Textauszug:
I. Folgende Sachverhalte lagen zugrunde:
1. BGH, Az. XII ZR 11/05
Die Eheleute, die beide Jahrgang 1960 sind, hatten 1982 die Ehe geschlossen. Aus der Ehe sind zwei 1982 und 1984 geborene Kinder hervorgegangen. Die Trennung erfolgte 2001. Die Ehe wurde 2004 geschieden. Während der Ehezeit in der früheren DDR gingen beide einer Vollzeiterwerbstätigkeit nach. Die Ehefrau verdiente als Bauingenieurin monatlich 690 Mark, während der Ehemann in herausgehobener Stellung ca. 1000 Mark verdiente. Seit 1992 (nach der Wende) war die Ehefrau zunächst bei verschiedenen Arbeitgebern, zeitweise nur in Teilzeit und später selbstständig als Bauingenieurin tätig. Inzwischen ist sie im öffentlichen Dienst beschäftigt und erzielt ein Nettoeinkommen von rund 1400 Euro. Der Ehemann erzielt als Geschäftsführer Einkünfte in Höhe von rund 4850 Euro (netto).

Gesammelte Daten:

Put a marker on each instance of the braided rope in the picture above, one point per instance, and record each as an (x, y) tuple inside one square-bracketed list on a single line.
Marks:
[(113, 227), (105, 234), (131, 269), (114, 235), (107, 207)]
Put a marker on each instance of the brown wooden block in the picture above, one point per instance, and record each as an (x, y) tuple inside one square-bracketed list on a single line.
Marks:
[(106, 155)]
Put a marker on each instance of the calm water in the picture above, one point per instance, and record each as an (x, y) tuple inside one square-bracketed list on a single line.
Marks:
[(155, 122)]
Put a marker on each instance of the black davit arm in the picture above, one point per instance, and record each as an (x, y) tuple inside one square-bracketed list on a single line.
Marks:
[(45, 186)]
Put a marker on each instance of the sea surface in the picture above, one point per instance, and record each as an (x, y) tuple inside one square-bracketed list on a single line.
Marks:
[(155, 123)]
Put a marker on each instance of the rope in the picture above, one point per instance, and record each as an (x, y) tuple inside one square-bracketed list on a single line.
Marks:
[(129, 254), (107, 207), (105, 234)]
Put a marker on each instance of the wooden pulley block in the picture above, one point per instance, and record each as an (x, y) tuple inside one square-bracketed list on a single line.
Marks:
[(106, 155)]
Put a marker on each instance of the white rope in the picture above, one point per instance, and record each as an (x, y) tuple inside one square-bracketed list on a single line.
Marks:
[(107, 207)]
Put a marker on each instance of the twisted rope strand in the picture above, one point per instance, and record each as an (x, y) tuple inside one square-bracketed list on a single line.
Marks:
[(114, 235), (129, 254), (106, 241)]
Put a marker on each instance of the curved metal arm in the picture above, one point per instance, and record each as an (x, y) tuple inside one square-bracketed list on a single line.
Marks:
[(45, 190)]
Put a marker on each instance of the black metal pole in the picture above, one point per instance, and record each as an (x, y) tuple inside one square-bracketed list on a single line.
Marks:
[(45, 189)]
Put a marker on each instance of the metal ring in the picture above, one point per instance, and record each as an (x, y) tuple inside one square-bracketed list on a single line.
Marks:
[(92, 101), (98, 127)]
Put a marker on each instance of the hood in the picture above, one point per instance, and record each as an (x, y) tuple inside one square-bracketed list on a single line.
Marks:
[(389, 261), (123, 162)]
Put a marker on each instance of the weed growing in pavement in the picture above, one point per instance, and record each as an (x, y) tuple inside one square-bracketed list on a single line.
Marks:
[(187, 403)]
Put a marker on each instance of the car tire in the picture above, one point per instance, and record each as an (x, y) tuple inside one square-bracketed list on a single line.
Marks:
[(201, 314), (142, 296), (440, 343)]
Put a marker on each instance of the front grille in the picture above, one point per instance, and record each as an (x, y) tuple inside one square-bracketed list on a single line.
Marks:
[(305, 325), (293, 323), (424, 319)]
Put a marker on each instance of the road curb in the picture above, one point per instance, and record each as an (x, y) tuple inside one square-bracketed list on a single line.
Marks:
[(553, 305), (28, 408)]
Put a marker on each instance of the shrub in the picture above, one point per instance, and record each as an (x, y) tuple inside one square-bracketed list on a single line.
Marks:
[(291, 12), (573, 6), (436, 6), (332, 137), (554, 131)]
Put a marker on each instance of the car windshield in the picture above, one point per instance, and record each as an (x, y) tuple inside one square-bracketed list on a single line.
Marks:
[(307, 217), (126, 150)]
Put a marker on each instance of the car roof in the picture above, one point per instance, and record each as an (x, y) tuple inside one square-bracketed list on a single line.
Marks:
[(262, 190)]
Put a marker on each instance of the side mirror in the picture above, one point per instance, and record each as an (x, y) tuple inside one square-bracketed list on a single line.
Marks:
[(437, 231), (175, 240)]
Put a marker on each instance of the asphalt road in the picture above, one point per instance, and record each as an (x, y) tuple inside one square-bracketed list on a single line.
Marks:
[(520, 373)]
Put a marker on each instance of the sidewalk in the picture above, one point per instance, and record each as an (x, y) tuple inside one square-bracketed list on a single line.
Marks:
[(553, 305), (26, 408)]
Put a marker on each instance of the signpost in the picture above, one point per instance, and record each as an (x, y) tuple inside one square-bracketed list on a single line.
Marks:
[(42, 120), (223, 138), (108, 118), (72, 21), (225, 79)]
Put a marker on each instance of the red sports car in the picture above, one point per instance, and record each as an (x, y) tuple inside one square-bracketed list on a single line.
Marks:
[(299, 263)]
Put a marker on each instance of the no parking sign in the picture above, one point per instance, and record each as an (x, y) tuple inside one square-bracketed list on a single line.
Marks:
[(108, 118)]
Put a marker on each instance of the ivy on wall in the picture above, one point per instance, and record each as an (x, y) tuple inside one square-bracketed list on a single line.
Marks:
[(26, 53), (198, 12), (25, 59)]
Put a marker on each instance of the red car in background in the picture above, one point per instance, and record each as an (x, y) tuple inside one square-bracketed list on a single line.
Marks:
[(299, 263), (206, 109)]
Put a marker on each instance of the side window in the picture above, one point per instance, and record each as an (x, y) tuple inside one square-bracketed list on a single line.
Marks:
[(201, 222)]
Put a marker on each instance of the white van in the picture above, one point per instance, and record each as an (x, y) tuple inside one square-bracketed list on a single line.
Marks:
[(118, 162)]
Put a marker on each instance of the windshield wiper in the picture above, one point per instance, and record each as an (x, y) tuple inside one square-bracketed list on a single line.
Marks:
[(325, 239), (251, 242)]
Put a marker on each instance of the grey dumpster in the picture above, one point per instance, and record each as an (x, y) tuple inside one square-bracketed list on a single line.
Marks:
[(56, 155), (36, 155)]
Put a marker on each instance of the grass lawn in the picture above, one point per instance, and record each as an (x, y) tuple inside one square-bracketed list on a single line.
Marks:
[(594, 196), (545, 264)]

Folgendes bearbeiten:
a. Gib den Abschnitt des Textauszugs vom Wortlaut "I. Folgende Sachverhalte" bis einschließlich "4850 Euro (netto)." wörtlich wieder.
b. Übersetze den folgenden Satz aus dem Textauszug ins Englische: "Während der Ehezeit in der früheren DDR gingen beide einer Vollzeiterwerbstätigkeit nach."

Ergebnisse je Aufgabe:
a.
I. Folgende Sachverhalte lagen zugrunde:
1. BGH, Az. XII ZR 11/05
Die Eheleute, die beide Jahrgang 1960 sind, hatten 1982 die Ehe geschlossen. Aus der Ehe sind zwei 1982 und 1984 geborene Kinder hervorgegangen. Die Trennung erfolgte 2001. Die Ehe wurde 2004 geschieden. Während der Ehezeit in der früheren DDR gingen beide einer Vollzeiterwerbstätigkeit nach. Die Ehefrau verdiente als Bauingenieurin monatlich 690 Mark, während der Ehemann in herausgehobener Stellung ca. 1000 Mark verdiente. Seit 1992 (nach der Wende) war die Ehefrau zunächst bei verschiedenen Arbeitgebern, zeitweise nur in Teilzeit und später selbstständig als Bauingenieurin tätig. Inzwischen ist sie im öffentlichen Dienst beschäftigt und erzielt ein Nettoeinkommen von rund 1400 Euro. Der Ehemann erzielt als Geschäftsführer Einkünfte in Höhe von rund 4850 Euro (netto).

b. During the marriage in the former GDR, both worked full-time.